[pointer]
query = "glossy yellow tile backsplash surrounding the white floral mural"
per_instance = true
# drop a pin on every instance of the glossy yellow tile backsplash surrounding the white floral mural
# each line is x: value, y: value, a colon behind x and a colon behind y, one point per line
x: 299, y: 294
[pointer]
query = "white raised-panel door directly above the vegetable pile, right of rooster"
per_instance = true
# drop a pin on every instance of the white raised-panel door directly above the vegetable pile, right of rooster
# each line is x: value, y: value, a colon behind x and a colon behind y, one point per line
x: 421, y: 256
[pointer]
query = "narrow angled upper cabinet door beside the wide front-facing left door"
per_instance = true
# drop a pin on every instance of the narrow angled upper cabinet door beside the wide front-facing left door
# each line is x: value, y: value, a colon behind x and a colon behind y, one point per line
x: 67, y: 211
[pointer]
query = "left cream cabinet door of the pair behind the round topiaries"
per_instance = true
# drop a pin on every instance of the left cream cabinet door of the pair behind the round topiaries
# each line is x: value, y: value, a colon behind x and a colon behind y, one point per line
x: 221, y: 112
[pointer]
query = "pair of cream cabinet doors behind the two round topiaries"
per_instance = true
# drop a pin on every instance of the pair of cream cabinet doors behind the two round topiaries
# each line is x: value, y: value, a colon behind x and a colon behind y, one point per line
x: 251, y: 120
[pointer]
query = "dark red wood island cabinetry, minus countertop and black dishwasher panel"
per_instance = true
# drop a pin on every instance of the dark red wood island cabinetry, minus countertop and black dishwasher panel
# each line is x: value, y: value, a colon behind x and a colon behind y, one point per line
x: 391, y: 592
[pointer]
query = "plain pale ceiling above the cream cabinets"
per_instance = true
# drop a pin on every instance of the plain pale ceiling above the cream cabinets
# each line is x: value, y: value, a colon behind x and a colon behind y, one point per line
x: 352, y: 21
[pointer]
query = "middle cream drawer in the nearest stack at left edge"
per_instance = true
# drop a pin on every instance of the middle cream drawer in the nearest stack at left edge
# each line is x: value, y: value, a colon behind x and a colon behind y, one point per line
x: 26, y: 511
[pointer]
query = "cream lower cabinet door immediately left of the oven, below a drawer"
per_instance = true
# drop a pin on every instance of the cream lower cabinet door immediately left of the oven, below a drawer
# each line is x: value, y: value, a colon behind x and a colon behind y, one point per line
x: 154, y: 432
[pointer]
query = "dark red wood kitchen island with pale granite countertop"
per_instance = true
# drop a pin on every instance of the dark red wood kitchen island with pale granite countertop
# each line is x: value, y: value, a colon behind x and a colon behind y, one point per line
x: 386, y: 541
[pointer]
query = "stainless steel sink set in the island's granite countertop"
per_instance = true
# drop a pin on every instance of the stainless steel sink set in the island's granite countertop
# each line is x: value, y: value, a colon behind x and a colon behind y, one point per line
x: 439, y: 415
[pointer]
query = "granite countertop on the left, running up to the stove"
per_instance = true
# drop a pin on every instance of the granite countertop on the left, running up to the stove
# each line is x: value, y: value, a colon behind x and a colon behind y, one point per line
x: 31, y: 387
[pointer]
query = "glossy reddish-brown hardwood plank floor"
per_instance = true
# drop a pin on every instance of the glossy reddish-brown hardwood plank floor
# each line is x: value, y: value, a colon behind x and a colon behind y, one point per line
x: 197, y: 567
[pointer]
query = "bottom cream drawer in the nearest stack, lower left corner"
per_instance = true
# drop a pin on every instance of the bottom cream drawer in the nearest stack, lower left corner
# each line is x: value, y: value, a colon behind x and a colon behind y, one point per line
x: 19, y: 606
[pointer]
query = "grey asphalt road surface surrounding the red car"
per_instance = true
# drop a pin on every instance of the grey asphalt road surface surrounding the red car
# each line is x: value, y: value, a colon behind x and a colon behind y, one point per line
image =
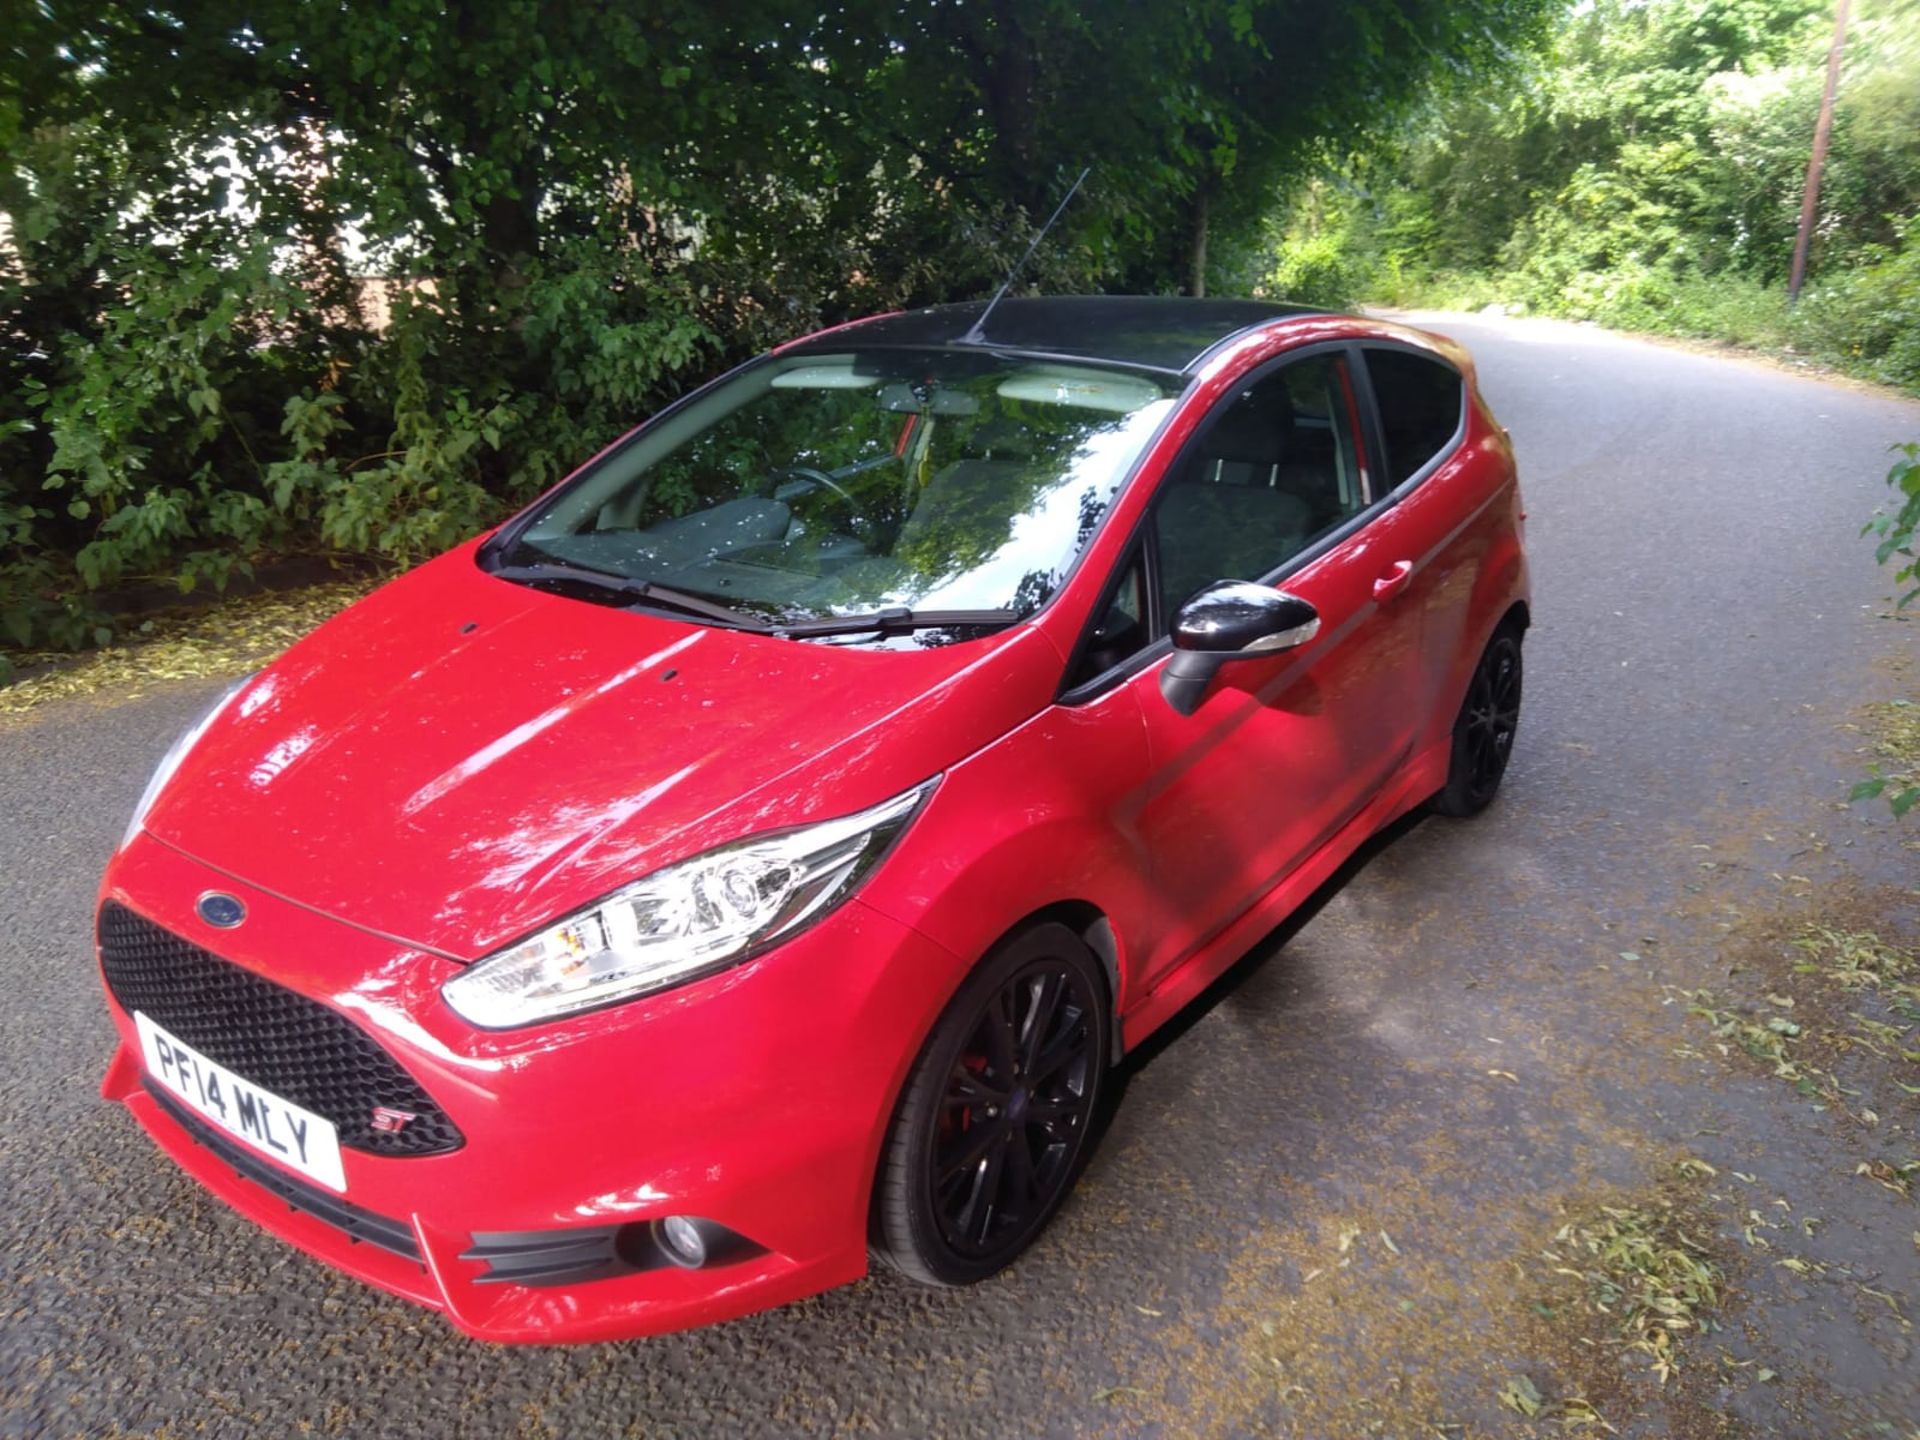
x: 1322, y: 1205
----------------
> **GOAL OF THE EXERCISE**
Every line of the material should be repeated precisely; pictures are to be excluded.

> **EXPECTED ANSWER**
[pointer]
query = "glossy yellow tile backsplash surrounding the white floral mural"
per_instance = true
# drop a pin on every instance of the glossy yellow tile backsplash surrounding the white floral mural
# each line is x: value, y: value, a colon behind x and a colon behind y, one point per line
x: 299, y: 294
[pointer]
query = "white raised-panel door directly above the vegetable pile, right of rooster"
per_instance = true
# drop a pin on every instance of the white raised-panel door directly above the vegetable pile, right of rooster
# each line is x: value, y: value, a colon behind x and a colon behind y, one point per line
x: 421, y: 256
[pointer]
query = "narrow angled upper cabinet door beside the wide front-facing left door"
per_instance = true
# drop a pin on every instance of the narrow angled upper cabinet door beside the wide front-facing left door
# each line is x: value, y: value, a colon behind x and a colon behind y, one point per line
x: 67, y: 211
[pointer]
query = "left cream cabinet door of the pair behind the round topiaries"
per_instance = true
# drop a pin on every instance of the left cream cabinet door of the pair behind the round topiaries
# each line is x: value, y: value, a colon behind x and a colon behind y, one point per line
x: 221, y: 112
[pointer]
query = "pair of cream cabinet doors behind the two round topiaries"
per_instance = true
# drop a pin on every instance of the pair of cream cabinet doors behind the two round topiaries
# each line is x: value, y: value, a colon behind x and a colon behind y, one point per line
x: 251, y: 120
[pointer]
query = "dark red wood island cabinetry, minus countertop and black dishwasher panel"
per_instance = true
# drop a pin on every instance of the dark red wood island cabinetry, minus countertop and black dishwasher panel
# each line is x: value, y: value, a colon behind x and a colon behind y, one point per line
x: 391, y: 592
[pointer]
query = "plain pale ceiling above the cream cabinets"
per_instance = true
# drop a pin on every instance of the plain pale ceiling above the cream cabinets
# each line is x: value, y: value, a colon behind x and a colon behind y, one point per line
x: 352, y: 21
[pointer]
query = "middle cream drawer in the nearest stack at left edge"
per_instance = true
# drop a pin on every instance of the middle cream drawer in the nearest stack at left edge
# each line is x: value, y: value, a colon behind x and a colon behind y, one point per line
x: 26, y: 511
[pointer]
query = "cream lower cabinet door immediately left of the oven, below a drawer"
per_instance = true
# drop a pin on every instance of the cream lower cabinet door immediately left of the oven, below a drawer
# each line is x: value, y: value, a colon behind x and a colon behind y, one point per line
x: 154, y: 432
[pointer]
query = "dark red wood kitchen island with pale granite countertop"
per_instance = true
# drop a pin on every instance of the dark red wood kitchen island with pale granite countertop
# each line is x: value, y: value, a colon behind x and a colon behind y, one point per line
x: 386, y: 541
[pointer]
query = "stainless steel sink set in the island's granite countertop"
per_instance = true
# drop a pin on every instance of the stainless steel sink set in the island's granite countertop
# each line is x: value, y: value, a colon behind x and a colon behind y, one point per line
x: 439, y: 415
[pointer]
query = "granite countertop on the left, running up to the stove"
per_instance = true
# drop a pin on every instance of the granite countertop on the left, running up to the stove
# each line is x: value, y: value, a colon behind x and a colon behind y, one point per line
x: 31, y: 387
[pointer]
query = "glossy reddish-brown hardwood plank floor"
per_instance = true
# drop a pin on every instance of the glossy reddish-brown hardwood plank floor
# each line is x: value, y: value, a colon behind x and a colon behind y, one point per line
x: 197, y: 567
[pointer]
query = "bottom cream drawer in the nearest stack, lower left corner"
per_instance = true
# drop a pin on every instance of the bottom cream drawer in the nearest stack, lower left corner
# each line is x: value, y: value, a colon behind x and a colon behind y, one point per line
x: 19, y: 606
[pointer]
query = "grey asphalt road surface surrounding the red car"
per_instance = true
# drop a pin on every instance of the grey asphalt road surface surrounding the red car
# each line is x: value, y: value, a colon behind x and a colon behind y, one point per line
image =
x: 1322, y: 1205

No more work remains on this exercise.